» **DOKUMENT**
# # # #

SPD-Mann Stegner kassiert Lauterbachs Koalitions-Versprechen – und hat bittersüßen Dank an Söder

Der einstige SPD-Vize Ralf Stegner kämpft um den Einzug in den Bundestag. Im Merkur.de-Interview spricht er über die Ausgangslage vor der Wahl sowie über Koalitionen und Posten nach der Wahl.
München – Knapp 40 Jahre ist Ralf Stegner mittlerweile Mitglied der SPD, bis 2019 war er stellvertretender Vorsitzender, eine Kandidatur zum Chef der Sozialdemokraten scheiterte. Doch Stegners Karriere ist mit 61 noch nicht am Ende. Der langjährige Fraktionsvorsitzende der SPD in Schleswig-Holstein will nun in den Bundestag. Für seine Partei geht es in den letzten Tagen vor der Bundestagswahl um mehr. Ihr Kandidat Olaf Scholz greift nach dem Kanzleramt.
Die Union kommt der SPD in Umfragen wieder näher. Geht jetzt das große Zittern los?
Nein. Erstens ist das Näherkommen ja relativ. Wir sind in den Umfragen ja stabil geblieben. Und wenn Sie bedenken, wo wir gestartet sind – bei 14 Prozent – sieht das gut aus und in der Kanzlerfrage stehen wir ohnehin gut da. Aber es war immer klar, wir müssen bis zum Schluss kämpfen. Ich bin zuversichtlich.
Überrascht Sie die Pole-Position der SPD?

# # # #

» **BEREITGESTELLTE DATEN**
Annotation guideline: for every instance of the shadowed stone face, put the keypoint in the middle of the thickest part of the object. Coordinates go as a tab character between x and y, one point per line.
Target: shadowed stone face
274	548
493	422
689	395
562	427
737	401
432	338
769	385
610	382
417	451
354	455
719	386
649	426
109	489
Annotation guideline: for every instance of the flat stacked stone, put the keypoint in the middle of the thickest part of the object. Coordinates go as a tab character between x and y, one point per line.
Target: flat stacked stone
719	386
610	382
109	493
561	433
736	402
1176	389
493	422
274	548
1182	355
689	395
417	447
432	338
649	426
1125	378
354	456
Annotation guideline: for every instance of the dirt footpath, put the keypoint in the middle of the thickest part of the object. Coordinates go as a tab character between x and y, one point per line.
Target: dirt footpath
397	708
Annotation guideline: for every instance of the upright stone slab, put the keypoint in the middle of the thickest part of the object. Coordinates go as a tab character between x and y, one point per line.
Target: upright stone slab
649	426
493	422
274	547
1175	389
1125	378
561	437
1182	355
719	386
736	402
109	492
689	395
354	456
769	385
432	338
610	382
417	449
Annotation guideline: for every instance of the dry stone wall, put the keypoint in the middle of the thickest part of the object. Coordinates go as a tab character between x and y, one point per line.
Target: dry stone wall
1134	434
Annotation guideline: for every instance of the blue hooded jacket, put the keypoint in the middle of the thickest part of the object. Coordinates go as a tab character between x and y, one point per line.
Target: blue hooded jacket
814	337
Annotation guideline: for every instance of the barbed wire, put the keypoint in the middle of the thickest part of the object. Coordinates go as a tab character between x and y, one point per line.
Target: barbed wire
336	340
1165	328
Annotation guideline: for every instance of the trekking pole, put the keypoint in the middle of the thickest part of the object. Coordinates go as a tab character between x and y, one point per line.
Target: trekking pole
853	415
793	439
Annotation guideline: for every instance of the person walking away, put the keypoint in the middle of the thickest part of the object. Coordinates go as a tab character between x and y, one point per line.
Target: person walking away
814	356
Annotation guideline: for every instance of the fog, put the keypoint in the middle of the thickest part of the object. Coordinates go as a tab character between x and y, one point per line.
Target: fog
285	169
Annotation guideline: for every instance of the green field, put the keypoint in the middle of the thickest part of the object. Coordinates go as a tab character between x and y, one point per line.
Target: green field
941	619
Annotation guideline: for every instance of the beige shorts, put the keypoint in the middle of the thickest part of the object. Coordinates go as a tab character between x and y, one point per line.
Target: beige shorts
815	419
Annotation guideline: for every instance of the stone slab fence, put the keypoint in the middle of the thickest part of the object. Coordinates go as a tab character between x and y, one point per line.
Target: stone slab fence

# # # #

» **AUFGABE**
Schreiben Sie aus dem Interview mit Ralf Stegner den Abschnitt von „München – Knapp“ bis einschließlich „große Zittern los?“ wortgetreu ab.

» **RICHTIGE LÖSUNG**
München – Knapp 40 Jahre ist Ralf Stegner mittlerweile Mitglied der SPD, bis 2019 war er stellvertretender Vorsitzender, eine Kandidatur zum Chef der Sozialdemokraten scheiterte. Doch Stegners Karriere ist mit 61 noch nicht am Ende. Der langjährige Fraktionsvorsitzende der SPD in Schleswig-Holstein will nun in den Bundestag. Für seine Partei geht es in den letzten Tagen vor der Bundestagswahl um mehr. Ihr Kandidat Olaf Scholz greift nach dem Kanzleramt.
Die Union kommt der SPD in Umfragen wieder näher. Geht jetzt das große Zittern los?